=== PAGE EXCERPT ===
The challenge is all too common: how to revive inner-city arterial roads suffocating with high noise levels and low amenity?
Jensen PLUS’ Sandy Rix has spent much of his career combining urban planning with economics. As Project Director for the Bowden development master plan, North Terrace redevelopment, as well as time spent with Renewal SA working on new urban and economic areas along the Riverbank, Sandy has a strong grasp of the economic impacts of urban planning initiatives.
We asked him about the cross-council work he has recently done for the City of Prospect and the City of Walkerville at Main North Road and North East Road. Each carries roughly 50,000 vehicles per day; the opportunity is to attract investment back to these corridors as the economy changes, so that these roads can contribute more to the local economy – think jobs and rates – and contribute to servicing the surrounding neighbourhoods.
What particular challenges do main (arterial) roads pose?
“Firstly it’s important to recognise that no two main roads are the same. But there are generally some common challenges that stem from inner city established arterials with high volumes of traffic. These roads can often lack footpath width as this has been taken to accommodate vehicle movements. This can result in few street trees and pedestrian safety concerns. Properties become under-utilised and poorly maintained and the amenity in terms of street furniture is poor.
=== SUPPLIED MATERIAL ===
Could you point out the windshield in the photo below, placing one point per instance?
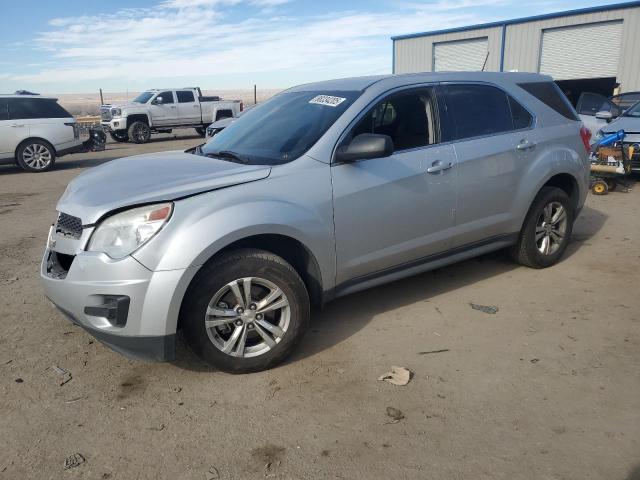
(633, 111)
(281, 129)
(143, 97)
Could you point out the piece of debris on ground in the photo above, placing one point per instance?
(395, 414)
(66, 376)
(490, 309)
(434, 351)
(397, 376)
(74, 460)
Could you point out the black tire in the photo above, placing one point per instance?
(36, 155)
(526, 251)
(139, 132)
(599, 187)
(213, 277)
(119, 136)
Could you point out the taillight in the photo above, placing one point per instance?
(585, 135)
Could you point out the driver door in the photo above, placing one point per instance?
(391, 212)
(164, 112)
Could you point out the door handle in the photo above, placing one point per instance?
(438, 166)
(525, 145)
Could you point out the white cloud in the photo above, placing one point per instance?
(195, 38)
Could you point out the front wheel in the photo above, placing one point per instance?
(119, 136)
(546, 231)
(245, 311)
(139, 132)
(36, 156)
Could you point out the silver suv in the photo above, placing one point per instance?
(324, 190)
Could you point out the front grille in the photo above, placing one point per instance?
(105, 113)
(69, 226)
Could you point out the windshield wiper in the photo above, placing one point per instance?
(228, 155)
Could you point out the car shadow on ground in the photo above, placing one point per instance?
(345, 316)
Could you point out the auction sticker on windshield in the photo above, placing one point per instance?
(327, 100)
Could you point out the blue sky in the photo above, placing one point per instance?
(77, 46)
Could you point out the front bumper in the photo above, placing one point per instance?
(90, 280)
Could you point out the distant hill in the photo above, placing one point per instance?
(89, 103)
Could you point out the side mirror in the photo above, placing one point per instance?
(365, 146)
(604, 115)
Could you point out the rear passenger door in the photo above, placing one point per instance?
(390, 211)
(7, 149)
(165, 112)
(494, 141)
(188, 108)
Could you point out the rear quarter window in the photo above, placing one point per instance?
(4, 110)
(551, 95)
(33, 108)
(477, 110)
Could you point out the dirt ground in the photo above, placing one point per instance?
(546, 388)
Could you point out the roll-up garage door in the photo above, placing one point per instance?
(460, 55)
(582, 51)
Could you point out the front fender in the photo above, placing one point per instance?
(552, 160)
(297, 206)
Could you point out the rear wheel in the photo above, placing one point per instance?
(36, 156)
(119, 136)
(139, 132)
(546, 231)
(245, 311)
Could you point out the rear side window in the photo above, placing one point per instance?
(184, 97)
(220, 114)
(167, 97)
(521, 117)
(477, 110)
(592, 103)
(551, 95)
(25, 108)
(4, 110)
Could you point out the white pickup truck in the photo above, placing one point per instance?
(162, 110)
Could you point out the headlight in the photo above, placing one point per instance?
(123, 233)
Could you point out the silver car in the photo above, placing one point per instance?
(326, 189)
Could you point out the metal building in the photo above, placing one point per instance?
(591, 49)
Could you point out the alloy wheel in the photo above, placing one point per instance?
(37, 156)
(247, 317)
(551, 228)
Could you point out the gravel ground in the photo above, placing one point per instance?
(546, 388)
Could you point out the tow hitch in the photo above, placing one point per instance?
(97, 141)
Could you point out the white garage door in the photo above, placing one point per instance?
(583, 51)
(460, 55)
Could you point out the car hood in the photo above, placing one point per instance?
(153, 177)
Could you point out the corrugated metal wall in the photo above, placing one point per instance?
(416, 54)
(523, 42)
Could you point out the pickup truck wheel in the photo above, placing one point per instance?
(36, 156)
(547, 228)
(245, 311)
(139, 132)
(119, 136)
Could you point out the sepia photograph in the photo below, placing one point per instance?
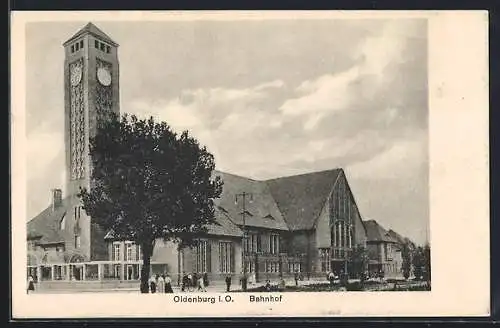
===
WHAT IS REQUIRED -
Continue the interview about reviving inner-city arterial roads, picking up after its last sentence.

RESPONSE TO THE TASK -
Opportunities do exist but are sometimes hard to identify. In some areas block sizes are larger, possibly with rear lane access and excellent exposure. Accessibility is generally good for workers with frequent public transport options. Plus, there is often the opportunity for development with side street orientation onto leafy residential streets, so it’s not all bad news. It’s important to consider the attributes of a specific road in detail and target the actions accordingly.”
Why is economic development such a key part of the solution for main roads?
“In my view it’s because the ‘build it and they will come’ approach is simply not a viable solution any longer, and it’s far too risky for Councils’ budgets. Public realm improvements are certainly part of the mix to change the dynamic of arterial roads, but linking public realm investment to private sector investment nodes is the real key to success. It’s urban design PLUS investment attraction, and this is where it helps to have a pro-active Council with a strong focus on economic development.”
What do you consider to be the key essentials for a successful ‘main street’ arterial?
”Firstly it’s important to have an anchor. This could be one of many things such as a school or university, or a hospital or a cluster of similar businesses that act as a drawcard for more business. Secondly, and not surprisingly, it’s important to have a high-quality public realm. Prospect have committed to a ‘Green Corporate Boulevard’ for Main North Road. Thirdly, network connections are critical. These need to be in the form of technical connections such as high-quality internet capabilities, AND social connections amongst the local business community.”
How did you go about developing an Action Plan for Main North Road?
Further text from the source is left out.